Material provided.
##########

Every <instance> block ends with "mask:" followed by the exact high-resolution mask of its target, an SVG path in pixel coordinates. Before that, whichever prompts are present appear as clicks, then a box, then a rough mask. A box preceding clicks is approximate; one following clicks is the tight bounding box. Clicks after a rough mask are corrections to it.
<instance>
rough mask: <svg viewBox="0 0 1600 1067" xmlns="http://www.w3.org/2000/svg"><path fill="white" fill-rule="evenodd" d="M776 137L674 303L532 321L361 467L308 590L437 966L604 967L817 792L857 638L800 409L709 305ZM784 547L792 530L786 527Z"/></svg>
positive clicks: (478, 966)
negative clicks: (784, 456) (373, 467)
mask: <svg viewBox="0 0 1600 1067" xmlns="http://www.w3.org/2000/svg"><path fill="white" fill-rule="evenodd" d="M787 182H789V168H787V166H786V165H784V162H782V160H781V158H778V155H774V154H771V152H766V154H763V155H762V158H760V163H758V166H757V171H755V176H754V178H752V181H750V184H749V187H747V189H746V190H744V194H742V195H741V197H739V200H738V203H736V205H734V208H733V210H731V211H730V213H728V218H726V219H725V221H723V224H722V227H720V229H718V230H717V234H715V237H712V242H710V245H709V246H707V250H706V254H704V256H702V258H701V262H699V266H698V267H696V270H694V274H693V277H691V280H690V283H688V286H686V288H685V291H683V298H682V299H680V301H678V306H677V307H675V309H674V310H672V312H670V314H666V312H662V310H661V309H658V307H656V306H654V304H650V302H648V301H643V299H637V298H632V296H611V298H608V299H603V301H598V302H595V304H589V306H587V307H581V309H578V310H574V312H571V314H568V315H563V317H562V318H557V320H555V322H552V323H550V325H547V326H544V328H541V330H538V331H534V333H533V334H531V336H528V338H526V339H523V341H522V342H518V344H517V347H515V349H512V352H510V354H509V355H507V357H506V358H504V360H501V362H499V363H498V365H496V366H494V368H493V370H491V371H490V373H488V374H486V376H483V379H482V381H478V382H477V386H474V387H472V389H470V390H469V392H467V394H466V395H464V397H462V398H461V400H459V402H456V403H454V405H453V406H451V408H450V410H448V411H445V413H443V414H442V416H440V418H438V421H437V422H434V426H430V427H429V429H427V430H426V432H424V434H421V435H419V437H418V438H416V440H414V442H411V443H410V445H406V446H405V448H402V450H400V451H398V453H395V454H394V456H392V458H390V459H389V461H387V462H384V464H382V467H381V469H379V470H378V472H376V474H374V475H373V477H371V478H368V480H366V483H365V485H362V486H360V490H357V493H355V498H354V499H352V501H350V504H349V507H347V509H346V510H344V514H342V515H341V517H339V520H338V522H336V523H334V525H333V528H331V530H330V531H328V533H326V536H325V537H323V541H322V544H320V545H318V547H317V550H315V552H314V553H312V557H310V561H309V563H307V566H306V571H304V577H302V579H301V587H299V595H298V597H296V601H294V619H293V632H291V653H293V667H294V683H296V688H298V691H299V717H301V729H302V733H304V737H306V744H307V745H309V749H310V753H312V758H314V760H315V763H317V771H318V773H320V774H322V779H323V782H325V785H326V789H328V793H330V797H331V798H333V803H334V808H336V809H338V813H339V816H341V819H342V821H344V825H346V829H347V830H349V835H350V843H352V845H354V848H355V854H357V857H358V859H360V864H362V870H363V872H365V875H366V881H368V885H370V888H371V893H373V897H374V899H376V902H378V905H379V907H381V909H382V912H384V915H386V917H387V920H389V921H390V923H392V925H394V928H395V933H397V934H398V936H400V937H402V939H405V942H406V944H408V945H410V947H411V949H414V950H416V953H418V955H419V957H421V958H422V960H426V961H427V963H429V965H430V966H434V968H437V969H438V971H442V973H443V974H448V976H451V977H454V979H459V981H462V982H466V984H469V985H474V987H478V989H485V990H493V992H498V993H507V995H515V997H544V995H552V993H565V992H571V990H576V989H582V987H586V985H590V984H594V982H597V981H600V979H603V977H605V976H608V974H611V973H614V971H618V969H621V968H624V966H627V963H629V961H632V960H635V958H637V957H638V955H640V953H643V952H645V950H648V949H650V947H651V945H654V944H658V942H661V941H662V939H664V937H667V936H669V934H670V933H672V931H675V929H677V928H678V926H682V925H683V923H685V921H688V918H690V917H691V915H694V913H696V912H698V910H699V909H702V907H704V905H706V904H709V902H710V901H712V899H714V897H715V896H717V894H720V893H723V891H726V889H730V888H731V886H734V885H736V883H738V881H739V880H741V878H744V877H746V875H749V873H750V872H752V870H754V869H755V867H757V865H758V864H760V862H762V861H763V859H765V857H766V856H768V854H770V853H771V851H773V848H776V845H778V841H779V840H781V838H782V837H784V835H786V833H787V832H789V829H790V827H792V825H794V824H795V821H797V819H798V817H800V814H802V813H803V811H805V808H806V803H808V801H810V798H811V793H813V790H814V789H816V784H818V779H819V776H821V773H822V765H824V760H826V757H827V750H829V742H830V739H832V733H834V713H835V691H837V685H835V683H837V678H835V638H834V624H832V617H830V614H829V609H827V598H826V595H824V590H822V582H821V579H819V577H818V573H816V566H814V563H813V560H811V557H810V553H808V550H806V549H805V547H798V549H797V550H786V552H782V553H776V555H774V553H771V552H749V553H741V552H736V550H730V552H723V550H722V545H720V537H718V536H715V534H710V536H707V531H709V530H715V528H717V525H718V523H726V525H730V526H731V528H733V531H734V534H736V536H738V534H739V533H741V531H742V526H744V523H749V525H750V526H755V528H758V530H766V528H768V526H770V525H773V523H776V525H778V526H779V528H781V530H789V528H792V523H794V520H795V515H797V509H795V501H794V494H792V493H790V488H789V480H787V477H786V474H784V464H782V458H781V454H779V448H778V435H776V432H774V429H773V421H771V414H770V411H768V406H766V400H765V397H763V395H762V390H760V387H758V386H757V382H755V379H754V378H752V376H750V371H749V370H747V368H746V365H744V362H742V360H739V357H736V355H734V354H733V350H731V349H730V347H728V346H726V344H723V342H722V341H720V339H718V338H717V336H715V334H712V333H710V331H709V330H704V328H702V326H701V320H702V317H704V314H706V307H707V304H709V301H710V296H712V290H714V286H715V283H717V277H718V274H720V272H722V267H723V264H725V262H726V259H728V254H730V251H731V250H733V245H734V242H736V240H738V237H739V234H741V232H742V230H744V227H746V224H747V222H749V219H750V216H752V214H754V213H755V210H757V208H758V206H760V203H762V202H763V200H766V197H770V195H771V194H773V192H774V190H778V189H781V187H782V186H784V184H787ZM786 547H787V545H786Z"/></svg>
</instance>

##########

Task goal. Word for word, return all of the records.

Answer area.
Every <instance> block ends with "mask:" followed by the exact high-resolution mask of its target, an SVG path in pixel coordinates. Before that, whichever prompts are present appear as clicks, then a box, then a rough mask. A box preceding clicks is approximate; one following clicks is the tight bounding box. Clicks after a rough mask are corrections to it.
<instance>
rough mask: <svg viewBox="0 0 1600 1067" xmlns="http://www.w3.org/2000/svg"><path fill="white" fill-rule="evenodd" d="M776 137L674 303L532 321L361 467L308 590L437 966L604 967L817 792L857 638L800 409L709 305ZM784 547L792 530L786 527Z"/></svg>
positive clicks: (478, 966)
negative clicks: (784, 456) (373, 467)
mask: <svg viewBox="0 0 1600 1067" xmlns="http://www.w3.org/2000/svg"><path fill="white" fill-rule="evenodd" d="M787 182H789V168H787V166H786V165H784V162H782V160H781V158H778V155H774V154H771V152H766V154H763V155H762V158H760V163H758V166H757V171H755V176H754V178H752V181H750V184H749V187H747V189H746V190H744V194H742V195H741V197H739V200H738V203H736V205H734V208H733V210H731V211H730V213H728V218H726V219H725V221H723V224H722V227H720V229H718V230H717V234H715V237H712V242H710V245H709V246H707V250H706V254H704V256H702V258H701V262H699V266H698V267H696V270H694V274H693V277H691V280H690V283H688V286H686V288H685V291H683V298H682V299H680V301H678V306H677V307H675V309H674V310H672V312H670V314H666V312H662V310H661V309H658V307H656V306H654V304H650V302H648V301H643V299H637V298H632V296H611V298H608V299H603V301H598V302H595V304H589V306H587V307H581V309H578V310H574V312H571V314H568V315H563V317H562V318H557V320H555V322H552V323H550V325H547V326H544V328H541V330H538V331H534V333H533V334H531V336H528V338H526V339H523V341H522V342H518V344H517V347H515V349H512V352H510V354H509V355H507V357H506V358H504V360H501V362H499V363H498V365H496V366H494V368H493V370H491V371H490V373H488V374H486V376H483V379H482V381H478V382H477V386H474V387H472V389H470V390H469V392H467V394H466V395H464V397H462V398H461V400H459V402H456V403H454V405H453V406H451V408H450V410H448V411H445V413H443V414H442V416H440V418H438V421H437V422H434V426H430V427H429V429H427V430H426V432H424V434H421V435H419V437H418V438H416V440H414V442H411V443H410V445H406V446H405V448H402V450H400V451H398V453H395V454H394V456H392V458H390V459H389V461H387V462H384V464H382V467H381V469H379V470H378V472H376V474H374V475H373V477H371V478H368V480H366V483H365V485H362V486H360V490H357V493H355V498H354V499H352V501H350V504H349V507H347V509H346V510H344V514H342V515H341V517H339V520H338V522H336V523H334V525H333V528H331V530H330V531H328V533H326V536H325V537H323V541H322V544H320V545H318V547H317V550H315V552H314V553H312V557H310V561H309V563H307V566H306V571H304V577H302V579H301V587H299V595H298V597H296V601H294V619H293V632H291V653H293V667H294V683H296V688H298V691H299V717H301V729H302V733H304V737H306V744H307V745H309V749H310V753H312V758H314V760H315V763H317V771H318V773H320V774H322V779H323V782H325V785H326V789H328V793H330V797H331V798H333V803H334V808H336V809H338V813H339V816H341V819H342V821H344V825H346V829H347V830H349V835H350V843H352V845H354V848H355V854H357V857H358V859H360V864H362V870H363V872H365V875H366V881H368V885H370V888H371V893H373V897H374V899H376V902H378V905H379V907H381V909H382V912H384V915H386V917H387V920H389V921H390V923H392V925H394V928H395V933H397V934H398V936H400V937H402V939H405V942H406V944H408V945H410V947H411V949H414V950H416V953H418V955H419V957H421V958H422V960H426V961H427V963H429V965H430V966H434V968H437V969H438V971H442V973H443V974H448V976H451V977H454V979H459V981H462V982H466V984H469V985H474V987H478V989H485V990H493V992H498V993H507V995H515V997H544V995H552V993H565V992H571V990H576V989H582V987H586V985H590V984H594V982H597V981H600V979H603V977H605V976H608V974H611V973H614V971H618V969H621V968H624V966H627V963H629V961H632V960H635V958H637V957H638V955H640V953H643V952H645V950H648V949H650V947H651V945H654V944H658V942H661V941H662V939H664V937H667V936H669V934H670V933H672V931H675V929H677V928H678V926H682V925H683V923H685V921H688V918H690V917H691V915H694V913H696V912H698V910H699V909H702V907H704V905H706V904H709V902H710V901H712V899H714V897H715V896H717V894H720V893H723V891H726V889H730V888H731V886H734V885H736V883H738V881H739V880H741V878H744V877H746V875H749V873H750V872H752V870H754V869H755V867H757V865H758V864H760V862H762V861H763V859H765V857H766V856H768V854H770V853H771V851H773V848H776V845H778V841H779V840H781V838H782V837H784V835H786V833H787V832H789V829H790V827H792V825H794V824H795V821H797V819H798V817H800V814H802V813H803V811H805V808H806V803H808V801H810V798H811V793H813V790H814V789H816V784H818V779H819V776H821V773H822V765H824V760H826V757H827V750H829V742H830V739H832V733H834V713H835V691H837V685H835V683H837V678H835V638H834V624H832V617H830V614H829V609H827V598H826V595H824V590H822V582H821V579H819V577H818V573H816V566H814V563H813V560H811V557H810V553H808V550H806V549H805V547H798V549H797V550H786V552H782V553H776V555H774V553H771V552H749V553H741V552H736V550H730V552H723V550H722V545H720V537H718V536H715V534H710V536H707V531H709V530H715V528H717V525H718V523H726V525H730V526H731V528H733V531H734V534H736V536H738V534H739V533H741V531H742V526H744V523H749V525H750V526H755V528H758V530H766V528H768V526H770V525H773V523H776V525H778V526H779V528H781V530H789V528H792V523H794V520H795V515H797V509H795V501H794V494H792V493H790V488H789V480H787V477H786V474H784V464H782V458H781V454H779V448H778V435H776V432H774V429H773V421H771V414H770V411H768V406H766V400H765V397H763V395H762V390H760V387H758V386H757V382H755V379H754V378H752V376H750V371H749V370H747V368H746V365H744V362H742V360H739V357H736V355H734V354H733V350H731V349H730V347H728V346H726V344H723V342H722V341H720V339H718V338H717V336H715V334H712V333H710V331H709V330H704V328H702V326H701V320H702V317H704V314H706V307H707V304H709V301H710V296H712V290H714V286H715V283H717V277H718V274H720V272H722V267H723V264H725V262H726V259H728V254H730V251H731V250H733V245H734V242H736V240H738V237H739V234H741V232H742V230H744V227H746V224H747V222H749V219H750V216H752V214H754V213H755V210H757V208H758V206H760V203H762V202H763V200H766V197H770V195H771V194H773V192H774V190H778V189H781V187H782V186H784V184H787ZM786 547H787V545H786Z"/></svg>
</instance>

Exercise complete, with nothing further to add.